> [YOUR GOAL]: Restate the listing below word for word, omitting any images.

··· DATA FOR THIS TASK ···

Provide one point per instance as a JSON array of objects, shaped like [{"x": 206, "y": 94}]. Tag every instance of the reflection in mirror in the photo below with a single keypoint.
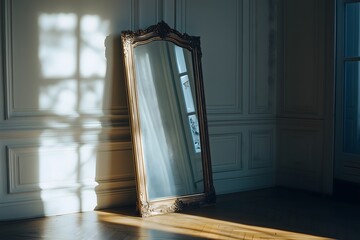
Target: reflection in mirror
[{"x": 168, "y": 120}]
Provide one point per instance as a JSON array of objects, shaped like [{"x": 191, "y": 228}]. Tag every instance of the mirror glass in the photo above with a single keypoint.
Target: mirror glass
[{"x": 168, "y": 120}]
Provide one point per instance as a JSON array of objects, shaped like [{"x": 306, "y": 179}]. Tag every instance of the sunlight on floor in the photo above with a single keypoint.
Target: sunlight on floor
[{"x": 202, "y": 227}]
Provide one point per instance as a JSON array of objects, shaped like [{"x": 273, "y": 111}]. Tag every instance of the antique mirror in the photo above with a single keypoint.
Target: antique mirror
[{"x": 168, "y": 120}]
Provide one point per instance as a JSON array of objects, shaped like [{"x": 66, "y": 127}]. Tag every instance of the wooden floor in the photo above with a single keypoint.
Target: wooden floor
[{"x": 262, "y": 214}]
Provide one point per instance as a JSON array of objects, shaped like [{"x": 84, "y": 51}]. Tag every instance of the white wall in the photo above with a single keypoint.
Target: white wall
[
  {"x": 64, "y": 132},
  {"x": 305, "y": 94}
]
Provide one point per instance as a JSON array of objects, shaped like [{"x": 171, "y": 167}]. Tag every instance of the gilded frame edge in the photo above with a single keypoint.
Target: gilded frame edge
[{"x": 131, "y": 39}]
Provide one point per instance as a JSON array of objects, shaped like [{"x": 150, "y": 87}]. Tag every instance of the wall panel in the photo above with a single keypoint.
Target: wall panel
[
  {"x": 301, "y": 88},
  {"x": 262, "y": 57}
]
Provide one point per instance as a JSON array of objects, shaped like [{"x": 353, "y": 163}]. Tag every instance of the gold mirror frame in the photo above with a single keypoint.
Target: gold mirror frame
[{"x": 130, "y": 40}]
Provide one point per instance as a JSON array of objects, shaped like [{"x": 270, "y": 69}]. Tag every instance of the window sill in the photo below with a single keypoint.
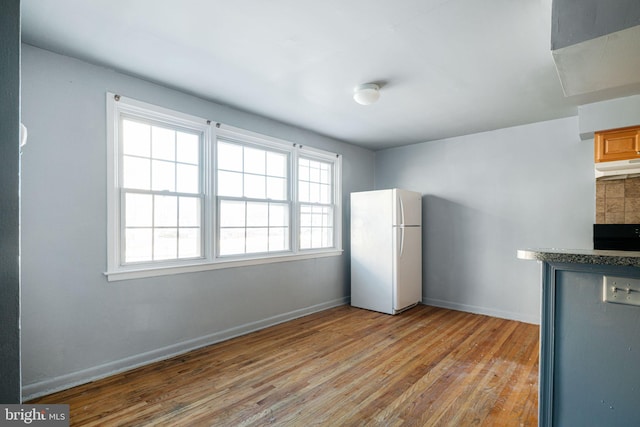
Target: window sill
[{"x": 140, "y": 273}]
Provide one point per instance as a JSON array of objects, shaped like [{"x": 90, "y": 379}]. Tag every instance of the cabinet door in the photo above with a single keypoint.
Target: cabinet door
[{"x": 620, "y": 144}]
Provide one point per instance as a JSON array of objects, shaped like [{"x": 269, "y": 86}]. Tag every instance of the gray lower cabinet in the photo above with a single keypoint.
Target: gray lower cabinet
[{"x": 590, "y": 349}]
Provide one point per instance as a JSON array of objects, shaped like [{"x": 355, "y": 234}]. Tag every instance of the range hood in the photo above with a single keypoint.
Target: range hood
[{"x": 617, "y": 169}]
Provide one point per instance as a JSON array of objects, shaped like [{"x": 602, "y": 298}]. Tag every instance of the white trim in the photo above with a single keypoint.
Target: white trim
[
  {"x": 62, "y": 382},
  {"x": 154, "y": 271},
  {"x": 482, "y": 310}
]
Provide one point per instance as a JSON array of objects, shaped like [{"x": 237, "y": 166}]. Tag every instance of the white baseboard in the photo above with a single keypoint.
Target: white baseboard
[
  {"x": 62, "y": 382},
  {"x": 483, "y": 310}
]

···

> [EXPECTED ANSWER]:
Provide one point per instance as a JSON array of objects, shaped like [{"x": 206, "y": 94}]. Tag every instance of the reflection in mirror in the photo below with a single keypoint.
Target: reflection in mirror
[{"x": 168, "y": 120}]
Provide one point per instance as a JSON array of objects, shaped like [{"x": 191, "y": 228}]. Tag every instance of the mirror glass in the photo above with a single keypoint.
Target: mirror glass
[{"x": 168, "y": 120}]
Provide one point per instance as a JSON array of objects, shaped like [{"x": 306, "y": 179}]. Tag every instance of the sunlight on floor in the photo above with a single keypoint.
Target: sunlight on floor
[{"x": 202, "y": 227}]
Provide one point per instance as a JSON array of objects, shaped like [{"x": 273, "y": 111}]. Tag every instance of the antique mirror in the photo above with a single keypoint.
Target: antique mirror
[{"x": 168, "y": 120}]
Provide one point per instance as a JSON array of objects, shaped like [{"x": 66, "y": 127}]. Tag every instance of the wooden floor in the photo above with a single keypoint.
Target: wooden floor
[{"x": 262, "y": 214}]
Provide one point per instance as a JSON array of objects, shaped like [{"x": 84, "y": 51}]. Tag every instance of the white wall in the photo above with a single keypoint.
Target: white wall
[
  {"x": 64, "y": 132},
  {"x": 305, "y": 94}
]
Provide one point per instance as a JSON array of objects, shaped like [{"x": 171, "y": 167}]. Tag every instance of the gilded frame edge in the photo above with a single keypoint.
Target: gilded frame edge
[{"x": 131, "y": 39}]
Provide one point per instance as a JSON array of objects, shaped like [{"x": 150, "y": 87}]. Tag every instance of the wall panel in the photo above with a single keypoint.
Target: wall panel
[
  {"x": 301, "y": 88},
  {"x": 262, "y": 57}
]
Provide one point per instance as a JSON array of objects, shaped like [{"x": 353, "y": 163}]. Tag every instance of the gold mirror frame in the photo above with a single keypoint.
Target: gold mirror frame
[{"x": 130, "y": 40}]
Provide one point per instance as a JSON array of objects, shaped like [{"x": 270, "y": 69}]. Tag every instance of the window sill in the photo below with a single keypoint.
Target: window sill
[{"x": 140, "y": 273}]
Provide one point per instance as a JSON array of objects, shaped like [{"x": 90, "y": 379}]. Tag every instance of the cabinet door in the photo above with a single keypoint.
Target: cabinet door
[{"x": 620, "y": 144}]
Provide one point per instance as a JSON array of objects, shaped like [{"x": 269, "y": 86}]. Tag every instance of the gray lower cabinet in the photo above with a single keypoint.
Target: gray lower cabinet
[{"x": 590, "y": 349}]
Provide one point per instance as a JSON array of objects, shaped like [{"x": 355, "y": 234}]. Tag every instance of the range hood in the photo above with a single keypoint.
Target: range hood
[{"x": 617, "y": 169}]
Provide one point per instance as a JSON array of objects, shaped like [{"x": 602, "y": 298}]. Tag every instance of the white trim in the photo above with a single keypoint.
Target: white trim
[
  {"x": 62, "y": 382},
  {"x": 154, "y": 271},
  {"x": 482, "y": 310}
]
Provide one point per instance as a JSON array of objects, shaped like [{"x": 237, "y": 166}]. Tag every instance of the white baseboard in the photo above with a single keypoint.
Target: white baseboard
[
  {"x": 62, "y": 382},
  {"x": 483, "y": 310}
]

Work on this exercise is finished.